__JOB__: Everything in the listing should be restated word for word.

__DATA PROVIDED__:
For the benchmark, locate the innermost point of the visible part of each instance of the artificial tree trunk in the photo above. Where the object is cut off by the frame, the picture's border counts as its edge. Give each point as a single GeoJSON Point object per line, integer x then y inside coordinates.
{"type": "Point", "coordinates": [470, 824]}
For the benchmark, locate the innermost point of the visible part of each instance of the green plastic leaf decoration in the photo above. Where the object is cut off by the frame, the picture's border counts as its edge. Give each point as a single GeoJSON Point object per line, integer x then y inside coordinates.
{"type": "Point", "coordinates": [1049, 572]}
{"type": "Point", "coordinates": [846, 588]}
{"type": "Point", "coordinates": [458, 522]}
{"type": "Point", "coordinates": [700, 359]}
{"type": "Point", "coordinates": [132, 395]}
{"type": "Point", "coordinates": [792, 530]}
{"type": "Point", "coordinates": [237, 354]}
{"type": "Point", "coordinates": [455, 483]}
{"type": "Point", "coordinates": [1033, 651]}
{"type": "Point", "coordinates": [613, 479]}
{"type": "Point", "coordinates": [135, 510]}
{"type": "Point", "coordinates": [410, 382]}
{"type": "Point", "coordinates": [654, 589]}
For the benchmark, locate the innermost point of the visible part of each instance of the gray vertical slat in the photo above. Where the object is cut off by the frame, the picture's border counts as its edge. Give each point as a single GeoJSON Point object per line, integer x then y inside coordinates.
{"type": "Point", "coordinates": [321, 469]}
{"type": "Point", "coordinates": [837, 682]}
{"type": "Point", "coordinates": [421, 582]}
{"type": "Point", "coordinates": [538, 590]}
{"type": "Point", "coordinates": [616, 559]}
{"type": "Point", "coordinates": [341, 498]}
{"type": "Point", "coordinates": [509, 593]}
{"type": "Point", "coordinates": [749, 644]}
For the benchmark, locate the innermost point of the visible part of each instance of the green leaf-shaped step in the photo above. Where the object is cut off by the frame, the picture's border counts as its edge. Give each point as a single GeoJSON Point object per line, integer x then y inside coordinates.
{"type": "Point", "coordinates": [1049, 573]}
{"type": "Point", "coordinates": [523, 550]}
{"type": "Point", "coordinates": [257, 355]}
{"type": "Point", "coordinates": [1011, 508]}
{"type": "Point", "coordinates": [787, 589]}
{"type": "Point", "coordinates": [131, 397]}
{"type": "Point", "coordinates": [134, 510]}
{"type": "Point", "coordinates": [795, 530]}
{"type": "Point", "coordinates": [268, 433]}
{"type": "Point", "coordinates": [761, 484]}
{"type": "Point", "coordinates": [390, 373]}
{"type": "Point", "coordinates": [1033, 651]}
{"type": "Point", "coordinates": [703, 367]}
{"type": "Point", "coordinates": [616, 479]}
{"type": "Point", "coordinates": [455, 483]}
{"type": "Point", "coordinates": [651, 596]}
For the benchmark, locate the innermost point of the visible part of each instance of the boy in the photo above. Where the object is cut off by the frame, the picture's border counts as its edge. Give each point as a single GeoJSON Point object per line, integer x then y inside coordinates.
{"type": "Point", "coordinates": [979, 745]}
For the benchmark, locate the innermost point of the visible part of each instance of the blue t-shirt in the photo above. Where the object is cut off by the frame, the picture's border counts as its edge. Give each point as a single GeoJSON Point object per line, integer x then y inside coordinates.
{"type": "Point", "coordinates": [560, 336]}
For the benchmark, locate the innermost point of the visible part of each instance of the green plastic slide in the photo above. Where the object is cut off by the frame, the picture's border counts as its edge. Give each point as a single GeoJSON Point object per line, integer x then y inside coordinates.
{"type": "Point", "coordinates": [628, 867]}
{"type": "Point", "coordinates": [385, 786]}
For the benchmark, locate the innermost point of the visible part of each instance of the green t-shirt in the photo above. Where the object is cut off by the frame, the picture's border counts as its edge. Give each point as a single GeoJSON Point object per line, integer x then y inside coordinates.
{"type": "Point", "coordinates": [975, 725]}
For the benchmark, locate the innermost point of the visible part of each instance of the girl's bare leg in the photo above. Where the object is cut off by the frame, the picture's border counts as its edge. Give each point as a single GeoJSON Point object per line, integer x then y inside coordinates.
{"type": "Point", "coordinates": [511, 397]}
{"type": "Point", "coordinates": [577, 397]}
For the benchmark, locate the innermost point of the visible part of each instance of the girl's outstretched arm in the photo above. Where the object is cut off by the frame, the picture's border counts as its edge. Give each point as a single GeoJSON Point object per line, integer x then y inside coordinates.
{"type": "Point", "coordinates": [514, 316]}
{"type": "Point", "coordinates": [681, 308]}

__FINISHED TASK__:
For the benchmark, locate the innermost point of the visible part of each instance of the artificial tree trunk in the photo above. Where the object is cut off by the frame, the picture's border counts as its edge. Give each point as a single GeoJSON Point object per line, integer x then y inside coordinates.
{"type": "Point", "coordinates": [470, 824]}
For the benchmark, locate the innermost point of the visible part of each instance of the green plastic leaf decoration in the photo above. Where the object is cut off by the frame, the picture's border counts as its edge. Give each point as a single GeoJSON Point object per line, integer x then y inside coordinates.
{"type": "Point", "coordinates": [1049, 572]}
{"type": "Point", "coordinates": [846, 588]}
{"type": "Point", "coordinates": [458, 522]}
{"type": "Point", "coordinates": [700, 359]}
{"type": "Point", "coordinates": [132, 395]}
{"type": "Point", "coordinates": [792, 530]}
{"type": "Point", "coordinates": [237, 354]}
{"type": "Point", "coordinates": [455, 483]}
{"type": "Point", "coordinates": [1033, 651]}
{"type": "Point", "coordinates": [613, 479]}
{"type": "Point", "coordinates": [135, 510]}
{"type": "Point", "coordinates": [410, 382]}
{"type": "Point", "coordinates": [654, 589]}
For the benchmark, locate the innermost point of the visible part of each instance of the gray vertical slat in the photo above. Where the object is cut off by the frame, the picture's border counts as its edge. Give each point as a single GeoJSON Point object per line, integer x then y inside coordinates.
{"type": "Point", "coordinates": [321, 469]}
{"type": "Point", "coordinates": [837, 682]}
{"type": "Point", "coordinates": [421, 582]}
{"type": "Point", "coordinates": [538, 590]}
{"type": "Point", "coordinates": [616, 559]}
{"type": "Point", "coordinates": [341, 498]}
{"type": "Point", "coordinates": [509, 593]}
{"type": "Point", "coordinates": [749, 644]}
For the benchmark, locate the innermost point of the visible part of each instance of the green leaf-shaped step in the photo above. Where the object is cut off by the frame, the picture's border counts as its edge. Give each point as a single GeoJSON Point object per line, integer x then y inside coordinates.
{"type": "Point", "coordinates": [1049, 573]}
{"type": "Point", "coordinates": [523, 550]}
{"type": "Point", "coordinates": [257, 355]}
{"type": "Point", "coordinates": [1011, 508]}
{"type": "Point", "coordinates": [787, 589]}
{"type": "Point", "coordinates": [131, 397]}
{"type": "Point", "coordinates": [134, 510]}
{"type": "Point", "coordinates": [795, 530]}
{"type": "Point", "coordinates": [268, 433]}
{"type": "Point", "coordinates": [761, 484]}
{"type": "Point", "coordinates": [390, 373]}
{"type": "Point", "coordinates": [1033, 651]}
{"type": "Point", "coordinates": [703, 367]}
{"type": "Point", "coordinates": [616, 479]}
{"type": "Point", "coordinates": [455, 483]}
{"type": "Point", "coordinates": [651, 596]}
For the benchmark, locate the innermost point of the visible part of each instance of the boy in the photo above. Where the object is cut off by the frame, the picture's border counts as its edge. Give each point as a single GeoJSON Point object per line, integer x then y inside coordinates.
{"type": "Point", "coordinates": [979, 745]}
For the benchmark, locate the innermost point of the visible part of each instance of the blue t-shirt in the photo above. Where the object is cut off by the frame, the picture's border counts as its edge. Give each point as a single GeoJSON Point object per line, integer x then y inside coordinates.
{"type": "Point", "coordinates": [560, 336]}
For the benchmark, locate the innermost point of the visible part of each instance of the green plastic slide in the photo above. Where the object is cut off by the frame, the picture's border counts as its edge. Give each point as a single GeoJSON Point object per line, integer x then y inside coordinates.
{"type": "Point", "coordinates": [628, 867]}
{"type": "Point", "coordinates": [385, 786]}
For the benchmark, locate the innermost point of the visible part of each instance of the green t-shirt in the photo above. Where the object is cut off by the frame, the picture's border counts as its edge. Give each point as a single GeoJSON Point object per line, integer x then y inside coordinates.
{"type": "Point", "coordinates": [975, 725]}
For the benchmark, locate the innermost point of the visible part of each instance of the girl's bare leg in the photo above. Where the object is cut off by the frame, the picture's border counts as its edge. Give each point as a single GeoJSON Point object per line, integer x then y inside coordinates.
{"type": "Point", "coordinates": [511, 397]}
{"type": "Point", "coordinates": [577, 397]}
For the benchmark, locate the innermost point of the visible part of each instance of the girl's outstretched arm in the photo above. Where the object is cut off by the frame, the picture's border counts as its edge. Give each point as a single GeoJSON Point object per line, integer x then y inside coordinates.
{"type": "Point", "coordinates": [514, 316]}
{"type": "Point", "coordinates": [681, 308]}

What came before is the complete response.